Texte extrait –
========================================================================

Je suis par ailleurs allé donner une conférence à l'université de l'administration qui forme en permanence plus de 40 000 personnes par an, le public est composé des responsables politiques, administratifs et techniques des collectivités locales de la province du Sitchuan. Cette école est sous l'emprise directe du Parti Communiste Chinois. Je suis intervenu sur les problèmes que pose le développement urbain durable, entre discours incantatoire, réalité de terrain et plateforme propagandiste de l'ultralibéralisme pour découvrir de nouveaux consommables "durables" à donner en pâture à nos consommateurs français de la ville. Je ne me suis pas embarrassé des contradictions que je pouvais soulever ici en Chine comme en France avec la façon d'aborder le problème de la ville durable, développant essentiellement celui d'une ville à concevoir autrement avec les habitants.
J'ai été assailli par des étudiants qui avaient la quarantaine et exerçaient des responsabilités importantes dans l'administration qui m'ont posé une série de questions libres et montrant les réactions immédiates aux problèmes soulevés.
J'ai par la suite fait une conférence plus philosophique sur la ville de l'avenir devant un parterre d'universitaire, à l'université de Droit de Pékin. Le contact a été le même qu'à Chengdu, direct, enthousiaste, passionné, ouvert. Cela va en le disant, les contenus de nos conférences n'ont jamais été connu avant le débat devant les étudiants. Pour répondre à notre étonnement l'un des étudiants, qui avait passé trois ans au Québec et qui parlait un français impeccable, nous a dit: «nos enseignants sont plus critiques que vous"!
Le soir nous avons mangé avec le maire d'une petite ville de 400 000 habitants qui était un responsable du ministère du logement. Il avait assisté à la conférence et voulait parler avec nous de "démocratie participative", pour savoir "comment faisions nous participer les habitants à l'élaboration des politiques urbaines sans que cela soit du seul ressort du parti communiste chinois"?.
Depuis j'ai participé à un enseignement sur les "Eco cités" à Montpellier, enseignement pour des fonctionnaires de Chengdu en visite dans notre ville, ils m'ont demandé de publier mon exposé dans le journal de leur université.

========================================================================

Enregistrements sources
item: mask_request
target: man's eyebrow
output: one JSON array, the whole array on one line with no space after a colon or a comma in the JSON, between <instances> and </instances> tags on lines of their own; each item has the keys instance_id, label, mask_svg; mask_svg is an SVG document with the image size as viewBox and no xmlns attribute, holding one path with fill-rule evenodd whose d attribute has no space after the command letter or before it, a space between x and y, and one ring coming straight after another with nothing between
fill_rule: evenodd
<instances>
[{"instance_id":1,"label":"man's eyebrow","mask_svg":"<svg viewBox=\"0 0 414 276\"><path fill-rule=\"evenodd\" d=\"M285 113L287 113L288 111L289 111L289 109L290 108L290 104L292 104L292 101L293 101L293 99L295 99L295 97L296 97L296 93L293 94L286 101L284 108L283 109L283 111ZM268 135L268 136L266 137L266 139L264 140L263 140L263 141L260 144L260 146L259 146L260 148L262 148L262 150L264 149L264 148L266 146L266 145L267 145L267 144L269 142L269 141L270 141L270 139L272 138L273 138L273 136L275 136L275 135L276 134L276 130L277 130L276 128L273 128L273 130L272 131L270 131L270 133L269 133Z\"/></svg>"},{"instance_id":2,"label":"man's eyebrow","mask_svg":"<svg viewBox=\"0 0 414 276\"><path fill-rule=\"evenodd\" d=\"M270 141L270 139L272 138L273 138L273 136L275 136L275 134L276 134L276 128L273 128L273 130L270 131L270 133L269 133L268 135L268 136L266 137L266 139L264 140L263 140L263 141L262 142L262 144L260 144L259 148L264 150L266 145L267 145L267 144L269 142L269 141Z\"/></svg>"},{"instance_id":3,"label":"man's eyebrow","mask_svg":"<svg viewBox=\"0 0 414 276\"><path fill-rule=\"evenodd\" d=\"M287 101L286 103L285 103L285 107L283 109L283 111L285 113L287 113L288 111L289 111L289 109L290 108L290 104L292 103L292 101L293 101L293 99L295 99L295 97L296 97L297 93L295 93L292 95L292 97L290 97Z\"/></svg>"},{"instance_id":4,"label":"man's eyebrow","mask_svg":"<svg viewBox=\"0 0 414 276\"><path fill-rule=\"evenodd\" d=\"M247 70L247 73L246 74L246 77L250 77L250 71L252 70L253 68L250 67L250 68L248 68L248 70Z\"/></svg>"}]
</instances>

========================================================================

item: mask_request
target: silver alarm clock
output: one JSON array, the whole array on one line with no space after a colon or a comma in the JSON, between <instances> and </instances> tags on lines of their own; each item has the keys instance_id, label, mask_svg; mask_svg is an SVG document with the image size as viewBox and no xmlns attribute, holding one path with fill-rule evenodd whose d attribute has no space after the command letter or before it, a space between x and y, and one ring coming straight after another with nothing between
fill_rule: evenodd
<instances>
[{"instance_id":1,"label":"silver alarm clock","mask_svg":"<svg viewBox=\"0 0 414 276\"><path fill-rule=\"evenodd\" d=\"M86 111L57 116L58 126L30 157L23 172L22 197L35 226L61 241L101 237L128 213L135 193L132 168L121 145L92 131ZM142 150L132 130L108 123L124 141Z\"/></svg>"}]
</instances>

========================================================================

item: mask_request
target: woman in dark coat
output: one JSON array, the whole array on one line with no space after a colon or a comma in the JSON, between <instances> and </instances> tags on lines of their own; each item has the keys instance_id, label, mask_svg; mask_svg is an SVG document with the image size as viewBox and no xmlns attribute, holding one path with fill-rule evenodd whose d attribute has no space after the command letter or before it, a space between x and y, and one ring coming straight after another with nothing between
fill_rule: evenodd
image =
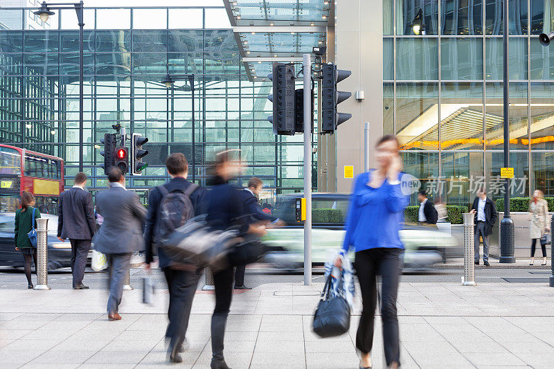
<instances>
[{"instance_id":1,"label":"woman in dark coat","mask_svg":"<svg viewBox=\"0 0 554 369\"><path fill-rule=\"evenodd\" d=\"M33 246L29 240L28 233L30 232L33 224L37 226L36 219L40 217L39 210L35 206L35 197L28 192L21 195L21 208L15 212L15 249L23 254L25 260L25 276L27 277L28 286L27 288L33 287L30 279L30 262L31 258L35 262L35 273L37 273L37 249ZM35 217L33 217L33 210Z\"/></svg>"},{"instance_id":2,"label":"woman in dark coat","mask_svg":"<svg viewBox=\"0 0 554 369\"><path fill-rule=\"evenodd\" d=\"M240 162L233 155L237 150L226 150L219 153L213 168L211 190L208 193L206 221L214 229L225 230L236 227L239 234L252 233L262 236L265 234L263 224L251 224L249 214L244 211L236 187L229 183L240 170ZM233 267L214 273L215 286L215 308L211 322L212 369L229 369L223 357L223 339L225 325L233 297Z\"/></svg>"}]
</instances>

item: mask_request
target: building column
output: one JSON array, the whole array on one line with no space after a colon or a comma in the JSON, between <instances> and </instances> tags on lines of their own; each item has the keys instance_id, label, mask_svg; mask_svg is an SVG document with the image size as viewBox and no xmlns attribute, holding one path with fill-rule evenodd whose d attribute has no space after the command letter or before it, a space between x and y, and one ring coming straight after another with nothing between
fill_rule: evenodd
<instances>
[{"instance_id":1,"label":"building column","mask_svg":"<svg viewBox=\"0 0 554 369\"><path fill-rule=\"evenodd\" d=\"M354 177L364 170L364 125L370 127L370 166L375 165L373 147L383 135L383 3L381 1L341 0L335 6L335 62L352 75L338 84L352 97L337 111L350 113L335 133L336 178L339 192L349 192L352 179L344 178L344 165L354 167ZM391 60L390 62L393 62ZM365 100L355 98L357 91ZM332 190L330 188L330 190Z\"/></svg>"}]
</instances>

========================================================================

Consigne écrite A – Recopiez fidèlement le passage du texte sur les conférences en Chine, depuis "J'ai été assailli" jusqu'à "aux problèmes soulevés.".
Consigne écrite B – D'après le texte sur les conférences en Chine, combien de personnes l'université de l'administration forme-t-elle chaque année ?
Consigne écrite C – Prolongez le récit des conférences en Chine à la suite de sa dernière phrase.

Résultat A –
J'ai été assailli par des étudiants qui avaient la quarantaine et exerçaient des responsabilités importantes dans l'administration qui m'ont posé une série de questions libres et montrant les réactions immédiates aux problèmes soulevés.

Résultat B – Elle forme plus de 40 000 personnes par an.

Résultat C –
Je ne m'attendais pas à cet accueil, j'ai été profondément intéressé à essayer de comprendre comment les chinois arrivaient à intégrer aussi facilement et rapidement des enseignements et des expériences que nous n'osons même plus produire tant elles sont à contre courant chez nous dans ce développement débridé du capitalisme financier!
Je reste à leur disposition pour développer mes réflexions, stupéfait de ne jamais avoir vraiment entendu parler des expériences qu'ils sont entrain de mener sur ces domaines de la qualité de la vie, des formes urbaines, des proximités de quartier, de déplacements, de mixité sociale et fonctionnelles en œuvre.
Par ailleurs ils restent très fortement influencés par la pensée mondialiste internationale de l'étalement des fonctions urbaines et des mobilités infernales que cela entraîne. Mais ils font et n'hésitent pas à refaire en fonction de nouvelles hypothèses de travail.
J'ai été encore marqué par la révélation du nombre de chinois propriétaires de leur logement qui représentent prés de 80% de la population, et des problèmes que la gestion de ces copropriétés engendrent sous l'angle "d'une autogestion dynamique et primitive" qui nécessite pour eux de se renseigner sur nos modes de gestions des copropriétés privées par exemple.
En un mot le pragmatisme et le dynamisme que j'ai rencontré dans la fabrication d'un nouveau cadre de vie me laisse augurer des changements de rapports sociaux et politiques qui dialectiquement vont nécessairement s'établir dans la pratique sociale sur la gestion au quotidien de ces nouveaux établissements humains.